» CHALLENGE 1
Using the Google Duplex passage, decide whether each statement agrees with it. For each one, answer yes or no and quote the words that settle it. (a) Duplex was built by engineers mainly in Tel Aviv. (b) Duplex can hold general conversations. (c) The 20-percent project was reportedly dropped in 2015.
» CHALLENGE 2
From the Google Duplex passage, copy word for word the part starting at "But it’s highly" and ending at "on bigger targets.".

Start of QUOTED PASSAGE

Google, Pichai said, has been working on this technology for many years. And it was developed by engineers mainly in Tel Aviv. Dubbed Google Duplex, it “brings together all our investments over the years [including in] natural language understanding, deep learning, [and] text-to-speech,” Pichai said.
Made in Israel
Google Duplex was unveiled this month, and the key people behind the technology are Yaniv Leviathan, principal engineer, and Yossi Matias, vice president of engineering and the managing director of Google’s R&D Center in Tel Aviv. According to Wired magazine, the experimentation with the technology started several years ago as a 20-percent project – an initiative that encouraged employees to spend about 20 percent of their time on their own ideas, and which was reportedly scrapped in 2013.
In a post dated May 8, 2018 on the Google AI blog, Matias and Leviathan explained the technology in depth.
Duplex, they wrote, was “a new technology for conducting natural conversations to carry out ‘real world’ tasks over the phone. The technology is directed towards completing specific tasks, such as scheduling certain types of appointments. For such tasks, the system makes the conversational experience as natural as possible, allowing people to speak normally, like they would to another person, without having to adapt to a machine.”
For now, this means that Duplex can carry out very specific tasks, like making appointments, fully autonomously, but only “after being deeply trained in such domains,” they write. “It cannot carry out general conversations.”
To demonstrate this, a second recorded conversation for an attempted dinner reservation between a male-sounding voice (the Google Assistant) and a female-sounding respondent with a notable accent was aired at the same Google I/O conference. The exchange “went a bit differently than expected,” said Pichai, when the respondent tried to communicate that the caller did not need a reservation. Still, the Assistant appears to understand the concept and concludes with “oh, I gotcha.”
“We’re still developing this technology, and we’re actually working hard to get this right,” Pichai said after the second demo. “We have many of these examples when the calls don’t quite go as expected. But the Assistant knows the context and nuance. It knew to ask for wait times in this case, and it handled the interaction gracefully.”
But it’s highly likely that Google didn’t invest millions and years for the assistant to just book tables and set appointments times, and has its eye on bigger targets.

End of QUOTED PASSAGE
Start of DATASET CONTENT

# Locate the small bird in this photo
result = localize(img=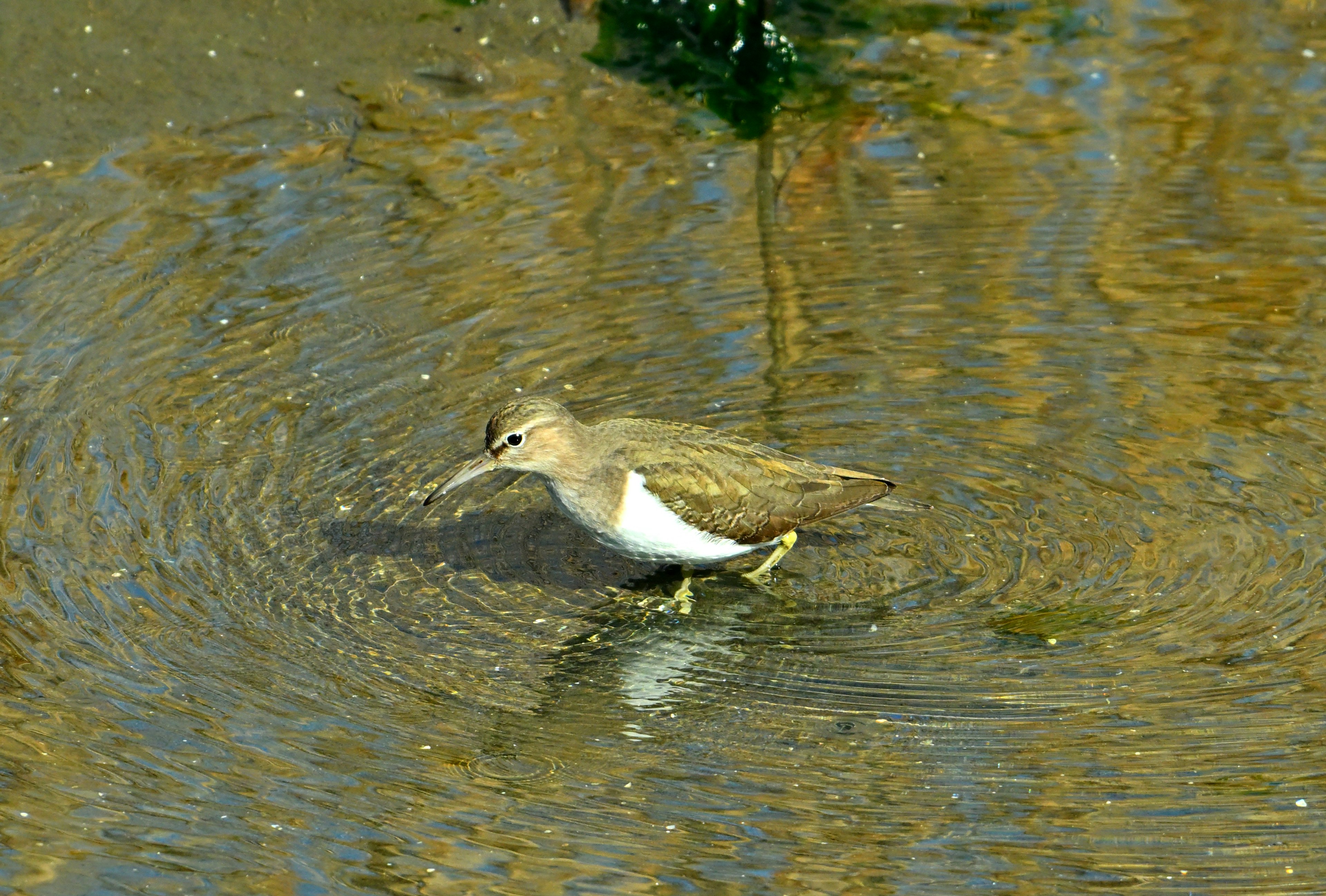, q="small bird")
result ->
[423,398,930,613]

End of DATASET CONTENT

» OUTPUT 1
(a) Yes: "And it was developed by engineers mainly in Tel Aviv."
(b) No: "It cannot carry out general conversations."
(c) No: "which was reportedly scrapped in 2013."

» OUTPUT 2
But it’s highly likely that Google didn’t invest millions and years for the assistant to just book tables and set appointments times, and has its eye on bigger targets.